● **Page excerpt**:
----
9

What's the purpose of keeping track of blocks in Python bytecode?

The documentation here mentions:

... Per frame, there is a stack of blocks, denoting nested loops, try statements, and such.

But they don't actually seem necessary to actually perform loops. For instance, playing around with the REPL I see:

>>> def foo():
...   while True:
...     print('hi')
... 
>>> for inst in list(dis.get_instructions(foo)): print(inst)
... 
Instruction(opname='SETUP_LOOP', opcode=120, arg=12, argval=14, argrepr='to 14', offset=0, starts_line=2, is_jump_target=False)
Instruction(opname='LOAD_GLOBAL', opcode=116, arg=0, argval='print', argrepr='print', offset=2, starts_line=3, is_jump_target=True)
Instruction(opname='LOAD_CONST', opcode=100, arg=1, argval='hi', argrepr="'hi'", offset=4, starts_line=None, is_jump_target=False)
----
● **Data extract**:
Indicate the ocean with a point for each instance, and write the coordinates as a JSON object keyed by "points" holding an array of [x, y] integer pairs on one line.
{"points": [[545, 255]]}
----
● **Work to complete**:
1. Answer these about the post on Python bytecode blocks:
(a) According to the quoted documentation, what does the stack of blocks in each frame denote?
(b) What is the opname of the first instruction printed for foo?
(c) Which opcode number is shown for LOAD_CONST?
2. Output the post on Python bytecode blocks word for word, starting with "But they don't" and going on through "offset=0, starts_line=2, is_jump_target=False)".
3. Go on with the post on Python bytecode blocks from the point where it stops.

● **Responses to the exercise**:
1.
(a) Nested loops, try statements, and such.
(b) SETUP_LOOP.
(c) 100.

2.
But they don't actually seem necessary to actually perform loops. For instance, playing around with the REPL I see:

>>> def foo():
...   while True:
...     print('hi')
... 
>>> for inst in list(dis.get_instructions(foo)): print(inst)
... 
Instruction(opname='SETUP_LOOP', opcode=120, arg=12, argval=14, argrepr='to 14', offset=0, starts_line=2, is_jump_target=False)

3.
Instruction(opname='CALL_FUNCTION', opcode=131, arg=1, argval=1, argrepr='', offset=6, starts_line=None, is_jump_target=False)
Instruction(opname='POP_TOP', opcode=1, arg=None, argval=None, argrepr='', offset=8, starts_line=None, is_jump_target=False)
Instruction(opname='JUMP_ABSOLUTE', opcode=113, arg=2, argval=2, argrepr='', offset=10, starts_line=None, is_jump_target=False)
Instruction(opname='POP_BLOCK', opcode=87, arg=None, argval=None, argrepr='', offset=12, starts_line=None, is_jump_target=False)
Instruction(opname='LOAD_CONST', opcode=100, arg=0, argval=None, argrepr='None', offset=14, starts_line=None, is_jump_target=True)
Instruction(opname='RETURN_VALUE', opcode=83, arg=None, argval=None, argrepr='', offset=16, starts_line=None, is_jump_target=False)

The JUMP_ABSOLUTE instruction listed jumps to the LOAD_GLOBAL instruction listed. From just looking at the instructions, it seems like SETUP_LOOP and POP_BLOCK opcodes could be no-ops.

From what I understand, in Python there are no block scoped variables, so that doesn't like it would be the reason either.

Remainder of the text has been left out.